● **RECORDS SHOWN**
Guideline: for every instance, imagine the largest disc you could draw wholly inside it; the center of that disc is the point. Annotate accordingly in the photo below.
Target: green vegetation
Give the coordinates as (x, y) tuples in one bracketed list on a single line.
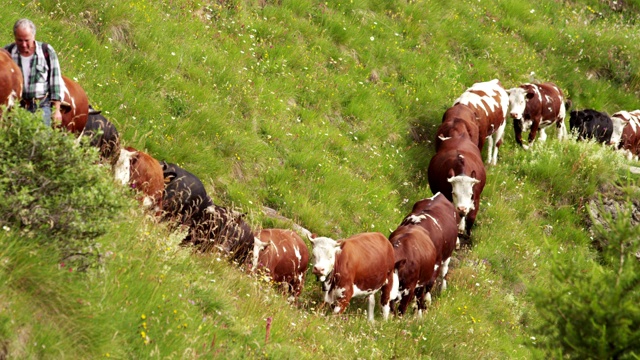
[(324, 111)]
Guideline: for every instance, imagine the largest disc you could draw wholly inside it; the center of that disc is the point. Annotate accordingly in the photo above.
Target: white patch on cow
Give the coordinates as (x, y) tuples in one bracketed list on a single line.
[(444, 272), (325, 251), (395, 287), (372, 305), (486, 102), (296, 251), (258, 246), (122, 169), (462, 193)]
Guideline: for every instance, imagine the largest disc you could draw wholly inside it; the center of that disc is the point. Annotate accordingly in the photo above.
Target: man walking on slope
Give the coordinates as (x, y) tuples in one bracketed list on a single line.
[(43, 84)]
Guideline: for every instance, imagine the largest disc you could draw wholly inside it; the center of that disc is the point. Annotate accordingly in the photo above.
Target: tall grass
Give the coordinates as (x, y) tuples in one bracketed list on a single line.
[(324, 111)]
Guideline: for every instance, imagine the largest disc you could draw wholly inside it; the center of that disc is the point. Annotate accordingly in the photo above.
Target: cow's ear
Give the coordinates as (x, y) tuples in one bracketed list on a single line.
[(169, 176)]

==

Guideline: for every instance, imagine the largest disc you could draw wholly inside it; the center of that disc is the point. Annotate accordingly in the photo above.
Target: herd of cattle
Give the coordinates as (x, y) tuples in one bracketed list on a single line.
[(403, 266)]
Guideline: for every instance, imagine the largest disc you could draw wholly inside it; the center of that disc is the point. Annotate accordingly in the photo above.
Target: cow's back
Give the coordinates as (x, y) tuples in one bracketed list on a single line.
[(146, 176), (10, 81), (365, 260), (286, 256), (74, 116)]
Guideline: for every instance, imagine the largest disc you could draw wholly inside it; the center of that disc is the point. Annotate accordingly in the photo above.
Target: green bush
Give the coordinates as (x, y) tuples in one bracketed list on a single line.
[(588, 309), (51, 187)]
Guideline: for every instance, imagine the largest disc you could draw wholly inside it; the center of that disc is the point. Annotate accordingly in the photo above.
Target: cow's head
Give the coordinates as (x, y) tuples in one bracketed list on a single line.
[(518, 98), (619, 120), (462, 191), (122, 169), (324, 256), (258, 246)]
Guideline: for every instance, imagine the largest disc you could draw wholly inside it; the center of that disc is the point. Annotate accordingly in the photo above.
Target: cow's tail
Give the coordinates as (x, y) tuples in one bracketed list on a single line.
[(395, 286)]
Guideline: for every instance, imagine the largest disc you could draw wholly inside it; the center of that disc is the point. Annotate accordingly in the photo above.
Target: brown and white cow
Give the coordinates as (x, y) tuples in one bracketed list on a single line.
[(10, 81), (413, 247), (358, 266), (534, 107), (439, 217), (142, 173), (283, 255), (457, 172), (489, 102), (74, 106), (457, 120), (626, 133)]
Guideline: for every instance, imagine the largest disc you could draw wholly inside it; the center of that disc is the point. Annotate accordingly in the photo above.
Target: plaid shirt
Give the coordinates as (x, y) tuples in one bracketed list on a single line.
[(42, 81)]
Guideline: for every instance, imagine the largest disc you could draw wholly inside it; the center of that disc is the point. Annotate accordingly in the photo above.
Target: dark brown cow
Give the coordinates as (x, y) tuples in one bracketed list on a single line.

● **EXERCISE REQUIREMENTS**
Please reproduce the records starting at the line that contains "the photo below." and ending at the line that contains "[(169, 176)]", requests included, multiplying every coordinate in the answers by 0.7 and rounding each to a whole number, with halves rounded up. Leave the pictures out.

● **ANSWER FOR THIS EXERCISE**
Guideline: for every instance, imagine the largest disc you could draw wholly inside it; the center of that disc is the point. Annotate accordingly in the photo below.
Target: green vegetation
Give the coordinates as (x, y) tuples in one bracketed list on a single line.
[(227, 78)]
Guideline: for every instance, imagine the largest disc you could draw wholly inside it; the center of that disc is the point. Annotate accordingly in the photo above.
Target: white patch on cow
Give the coordinates as (x, y) tuples in one bracketed list on a single line.
[(311, 190), (228, 176), (277, 201), (260, 214), (340, 71), (207, 176), (181, 172), (85, 118), (323, 135)]
Guideline: for every instance, imagine the largest disc you could draw wholly inside it; the center of that disc is the point. Annotate accordingly in the photo above.
Target: man walking on slope
Give the coordinates as (x, y) tuples in one bracketed list on a single line.
[(30, 59)]
Guideline: for every instance, imagine the largest disc you could draw wholly inside it; the center of that disc is the point. Annotate accordingly in the photo above.
Target: tall grass
Give the coordinates as (x, y) tuples in one bracketed list on a single line.
[(227, 78)]
Guideline: for every instance, imagine the largest disc you could draw wholly inside it; the center of that disc is the point. Annotate accordingly in the photo above.
Target: cow's ear
Give the coordinates as (x, y) tuples in one bracketed list on a single line.
[(118, 123)]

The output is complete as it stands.